[Start of Document text]

By going through these Maharashtra State Board Book Keeping & Accountancy Notes 12th Chapter 1 Introduction to Partnership and Partnership Final Accounts students can recall all the concepts quickly.

Maharashtra State Board 12th Accounts Notes Chapter 1 Introduction to Partnership and Partnership Final Accounts

Introduction, Meaning and Definition of Partnership-

Introduction : When development of single ownership firm takes place or when expansion of the business is planned then naturally, third party help is mandatory. The partnership firm is emerged from capital and managerial limitations of single ownership firms. Hence, when two or more persons, competent to enter into a contract, make an agreement, contribute required capital, undertake certain lawful business for earning profit and sharing the same in agreed proportion, then such union is termed as ‘Partnership’.
The persons who have entered into partnership are individually known as ‘Partner’ and collectively known as a ‘Firm’.

Meaning : Partnership is a business organization, where more than one person come together, make an agreement, contribute capital to carry on a lawful business with the primary objective of earning profit.

Definition : Section 4 of the Indian Partnership Act. 1932 defines a partnership as, “The relation between persons who have agreed to share the profits of a business carried on by all or any one of them acting for all. ”

Prof. Haney defines partnership as, “The relation existing between persons competent to make contract who agree to carry on a lawful business in common with a view to earn private gain. ”

Maharashtra Board Book Keeping and Accountancy 12th Notes Chapter 1 Introduction to Partnership and Partnership Final Accounts

Features of partnership firm : The main features of partnership firm are stated below :

(1) Agreement: Foundation of partnership is agreement. Agreement may be either in oral or in written form. Written form of agreement is advisable because it can be used as a proof in the court of law, in case of any future disputes. The written agreement is termed as partnership deed.

(2) Number of partners : Minimum two persons are required to form the partnership firm. According to the Companies Act 2013, maximum number of partners is fifty.

(3) Lawful business : The business undertaken by partnership, must be lawful. It cannot undertake illegal activities or business not permitted by law.

(4) Sharing of profit and losses : Main objective of partnership is to earn maximum profits, and distribute it among the partners in agreed proportion. Profit or loss is to be shared equally among the partners if the agreement is silent on ratio.

[End of Document text]

Goals →
• A. In the partnership notes, what is the smallest number of persons needed to form a partnership firm?
• B. Extend the notes on partnership, picking up after their final sentence.

[Start of Dataset rows]

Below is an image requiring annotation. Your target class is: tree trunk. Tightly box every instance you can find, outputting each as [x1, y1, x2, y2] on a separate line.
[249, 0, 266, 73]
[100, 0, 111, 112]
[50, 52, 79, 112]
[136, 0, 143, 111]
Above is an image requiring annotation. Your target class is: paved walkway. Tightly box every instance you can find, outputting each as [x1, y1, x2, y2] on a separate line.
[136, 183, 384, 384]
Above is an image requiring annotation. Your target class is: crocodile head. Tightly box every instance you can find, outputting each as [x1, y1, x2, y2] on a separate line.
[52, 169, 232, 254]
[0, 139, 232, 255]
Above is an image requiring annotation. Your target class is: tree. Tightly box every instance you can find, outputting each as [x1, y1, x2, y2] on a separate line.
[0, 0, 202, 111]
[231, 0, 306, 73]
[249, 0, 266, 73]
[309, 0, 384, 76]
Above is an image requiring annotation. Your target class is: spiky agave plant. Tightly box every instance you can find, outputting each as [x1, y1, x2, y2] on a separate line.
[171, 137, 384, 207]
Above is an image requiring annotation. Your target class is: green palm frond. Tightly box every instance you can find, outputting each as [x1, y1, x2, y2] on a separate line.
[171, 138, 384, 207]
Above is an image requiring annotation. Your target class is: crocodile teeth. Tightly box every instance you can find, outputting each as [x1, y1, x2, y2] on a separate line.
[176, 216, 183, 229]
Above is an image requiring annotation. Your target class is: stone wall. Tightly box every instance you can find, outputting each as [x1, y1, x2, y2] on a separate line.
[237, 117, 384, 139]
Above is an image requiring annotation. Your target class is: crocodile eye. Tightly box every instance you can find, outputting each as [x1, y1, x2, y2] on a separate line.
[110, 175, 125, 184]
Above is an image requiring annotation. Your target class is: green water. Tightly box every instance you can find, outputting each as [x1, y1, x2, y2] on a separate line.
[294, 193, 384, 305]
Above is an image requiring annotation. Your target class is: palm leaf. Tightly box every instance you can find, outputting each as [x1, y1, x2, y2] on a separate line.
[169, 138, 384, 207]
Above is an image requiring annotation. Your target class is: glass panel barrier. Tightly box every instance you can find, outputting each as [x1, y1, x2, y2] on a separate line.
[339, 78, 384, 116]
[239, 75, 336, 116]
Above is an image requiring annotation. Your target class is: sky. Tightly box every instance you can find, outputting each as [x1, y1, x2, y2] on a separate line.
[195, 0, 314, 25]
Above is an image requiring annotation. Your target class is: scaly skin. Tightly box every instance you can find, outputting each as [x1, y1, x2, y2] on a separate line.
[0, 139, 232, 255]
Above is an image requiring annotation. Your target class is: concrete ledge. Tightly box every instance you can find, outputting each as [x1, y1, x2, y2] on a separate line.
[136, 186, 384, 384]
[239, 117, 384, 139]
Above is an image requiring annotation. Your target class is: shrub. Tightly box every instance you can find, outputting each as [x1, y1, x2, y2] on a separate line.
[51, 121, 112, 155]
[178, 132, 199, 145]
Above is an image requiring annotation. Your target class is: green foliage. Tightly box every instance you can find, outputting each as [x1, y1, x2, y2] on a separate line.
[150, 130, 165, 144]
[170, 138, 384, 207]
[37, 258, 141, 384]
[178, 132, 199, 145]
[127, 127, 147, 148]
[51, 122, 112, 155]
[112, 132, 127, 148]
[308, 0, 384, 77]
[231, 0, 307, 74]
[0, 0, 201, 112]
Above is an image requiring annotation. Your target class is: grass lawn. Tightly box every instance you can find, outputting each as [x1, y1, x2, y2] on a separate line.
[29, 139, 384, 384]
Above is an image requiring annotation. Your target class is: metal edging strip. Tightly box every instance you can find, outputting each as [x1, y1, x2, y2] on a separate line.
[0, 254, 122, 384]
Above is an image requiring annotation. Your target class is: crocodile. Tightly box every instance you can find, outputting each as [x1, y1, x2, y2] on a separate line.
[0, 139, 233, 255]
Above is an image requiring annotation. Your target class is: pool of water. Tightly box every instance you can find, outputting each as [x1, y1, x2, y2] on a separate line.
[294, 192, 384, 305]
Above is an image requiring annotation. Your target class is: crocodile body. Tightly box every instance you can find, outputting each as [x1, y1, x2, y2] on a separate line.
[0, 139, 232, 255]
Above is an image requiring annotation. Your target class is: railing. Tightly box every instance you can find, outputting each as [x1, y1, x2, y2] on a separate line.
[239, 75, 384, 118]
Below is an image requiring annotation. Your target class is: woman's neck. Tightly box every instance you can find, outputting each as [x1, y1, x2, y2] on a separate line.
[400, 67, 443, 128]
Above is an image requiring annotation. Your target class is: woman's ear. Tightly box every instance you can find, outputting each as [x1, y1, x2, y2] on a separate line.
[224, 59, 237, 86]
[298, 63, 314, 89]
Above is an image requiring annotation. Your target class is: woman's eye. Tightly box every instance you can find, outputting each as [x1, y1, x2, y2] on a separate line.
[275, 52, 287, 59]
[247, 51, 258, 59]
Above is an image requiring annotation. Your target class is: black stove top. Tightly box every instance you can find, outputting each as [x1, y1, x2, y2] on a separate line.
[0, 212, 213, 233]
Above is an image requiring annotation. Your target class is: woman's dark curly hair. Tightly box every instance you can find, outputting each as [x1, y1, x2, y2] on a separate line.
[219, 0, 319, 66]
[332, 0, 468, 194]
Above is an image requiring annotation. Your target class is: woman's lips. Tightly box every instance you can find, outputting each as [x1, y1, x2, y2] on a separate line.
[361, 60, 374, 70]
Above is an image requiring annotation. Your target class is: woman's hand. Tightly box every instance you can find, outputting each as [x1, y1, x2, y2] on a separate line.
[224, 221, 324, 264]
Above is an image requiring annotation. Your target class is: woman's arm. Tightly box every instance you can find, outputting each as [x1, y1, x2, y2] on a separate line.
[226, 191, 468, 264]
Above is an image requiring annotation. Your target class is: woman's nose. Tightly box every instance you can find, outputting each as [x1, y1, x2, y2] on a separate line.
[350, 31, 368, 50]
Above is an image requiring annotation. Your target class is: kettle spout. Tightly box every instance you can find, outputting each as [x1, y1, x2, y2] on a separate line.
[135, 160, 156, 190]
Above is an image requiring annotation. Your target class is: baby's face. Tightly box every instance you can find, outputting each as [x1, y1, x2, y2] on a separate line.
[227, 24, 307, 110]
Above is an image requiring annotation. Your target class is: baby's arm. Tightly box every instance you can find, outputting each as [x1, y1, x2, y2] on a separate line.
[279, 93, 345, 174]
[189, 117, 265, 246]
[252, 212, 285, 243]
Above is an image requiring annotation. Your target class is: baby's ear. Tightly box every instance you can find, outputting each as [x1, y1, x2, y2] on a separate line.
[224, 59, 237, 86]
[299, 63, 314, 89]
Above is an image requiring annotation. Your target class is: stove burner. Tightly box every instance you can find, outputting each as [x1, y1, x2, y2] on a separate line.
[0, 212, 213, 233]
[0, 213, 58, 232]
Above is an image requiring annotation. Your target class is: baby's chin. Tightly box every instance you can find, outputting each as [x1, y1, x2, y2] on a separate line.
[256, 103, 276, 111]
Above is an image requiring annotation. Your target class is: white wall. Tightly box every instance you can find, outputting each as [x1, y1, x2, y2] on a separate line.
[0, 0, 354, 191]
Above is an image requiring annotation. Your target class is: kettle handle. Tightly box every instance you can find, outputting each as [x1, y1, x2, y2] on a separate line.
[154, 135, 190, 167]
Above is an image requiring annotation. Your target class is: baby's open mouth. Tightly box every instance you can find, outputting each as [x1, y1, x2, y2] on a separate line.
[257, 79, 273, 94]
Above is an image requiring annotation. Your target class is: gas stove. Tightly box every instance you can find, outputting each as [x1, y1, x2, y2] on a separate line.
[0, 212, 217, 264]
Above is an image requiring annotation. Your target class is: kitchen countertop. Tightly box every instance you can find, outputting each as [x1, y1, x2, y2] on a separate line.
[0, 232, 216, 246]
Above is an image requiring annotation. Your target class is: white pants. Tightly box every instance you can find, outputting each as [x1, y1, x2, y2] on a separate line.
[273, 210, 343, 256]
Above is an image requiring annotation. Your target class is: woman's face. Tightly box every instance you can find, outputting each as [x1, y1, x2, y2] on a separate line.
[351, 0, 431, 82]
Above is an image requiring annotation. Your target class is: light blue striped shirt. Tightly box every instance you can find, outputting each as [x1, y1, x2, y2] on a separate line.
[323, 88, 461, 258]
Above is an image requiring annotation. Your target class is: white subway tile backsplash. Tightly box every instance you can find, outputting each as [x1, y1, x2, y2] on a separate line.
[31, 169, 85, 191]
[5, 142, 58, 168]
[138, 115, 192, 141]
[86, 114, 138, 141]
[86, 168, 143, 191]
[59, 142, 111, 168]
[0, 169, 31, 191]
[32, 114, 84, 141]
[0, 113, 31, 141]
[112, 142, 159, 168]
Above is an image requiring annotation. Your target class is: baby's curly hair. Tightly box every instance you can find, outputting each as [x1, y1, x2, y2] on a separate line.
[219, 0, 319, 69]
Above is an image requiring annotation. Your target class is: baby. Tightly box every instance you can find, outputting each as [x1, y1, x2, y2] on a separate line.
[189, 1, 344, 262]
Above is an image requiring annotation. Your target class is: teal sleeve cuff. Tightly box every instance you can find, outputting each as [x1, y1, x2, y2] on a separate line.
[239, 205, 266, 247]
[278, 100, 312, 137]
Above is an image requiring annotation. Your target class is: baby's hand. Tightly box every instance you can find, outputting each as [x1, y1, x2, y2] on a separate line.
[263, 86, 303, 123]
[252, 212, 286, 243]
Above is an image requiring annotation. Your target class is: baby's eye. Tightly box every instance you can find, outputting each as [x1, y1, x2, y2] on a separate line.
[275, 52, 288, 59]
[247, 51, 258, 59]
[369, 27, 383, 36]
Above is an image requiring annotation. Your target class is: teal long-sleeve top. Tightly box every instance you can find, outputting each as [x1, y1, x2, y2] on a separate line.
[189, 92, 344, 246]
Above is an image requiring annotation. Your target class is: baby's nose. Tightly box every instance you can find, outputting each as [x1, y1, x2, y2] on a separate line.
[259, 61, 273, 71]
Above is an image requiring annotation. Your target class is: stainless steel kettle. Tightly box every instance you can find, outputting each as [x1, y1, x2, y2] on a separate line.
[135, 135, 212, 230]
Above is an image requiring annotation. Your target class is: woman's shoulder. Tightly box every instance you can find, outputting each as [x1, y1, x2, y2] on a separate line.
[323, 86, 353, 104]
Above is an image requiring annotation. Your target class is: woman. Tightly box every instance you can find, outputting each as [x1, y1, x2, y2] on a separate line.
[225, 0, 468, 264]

[End of Dataset rows]

Replies →
• A. Two persons.

• B.
(5) Unlimited liability : The liability of all partners except minor partner is unlimited. The creditors can claim and recover their dues from the private property of partners, if business property is not sufficient to settle their claims. If any partner is declared insolvent, then his liability is to be borne by the solvent partner.

(6) Registration : According to the Indian Partnership Act 1932, registration of partnership firm
is optional. However, registration of partnership firm is made compulsory only in the state of Maharashtra. Registration means entering the name of partnership firm in the register maintained by the Registrar after the completion of required formalities.

(7) Joint ownership and management : Each partner is joint owner of the property of the firm. So any partner of the firm cannot use property of firm for personal use. Each partner has right to participate in the management of a firm, so all the partners are jointly responsible for all the activities of the firm.

(8) Principal and Agent : Partners carrying on business, works as a Principal and Agent. A partner
act as a principal of the firm for business concerned persons or outsiders and act as a partner with other partners of a firm.

(9) Dissolution : Dissolution of firm means closure of business of the firm. Dissolution of partnership firm is simple and easy. Any one of the partners can take active part to dissolve the firm by giving fourteen days notice. Unless there is an agreement, partnership gets dissolved on death, retirement or insolvency of a partner.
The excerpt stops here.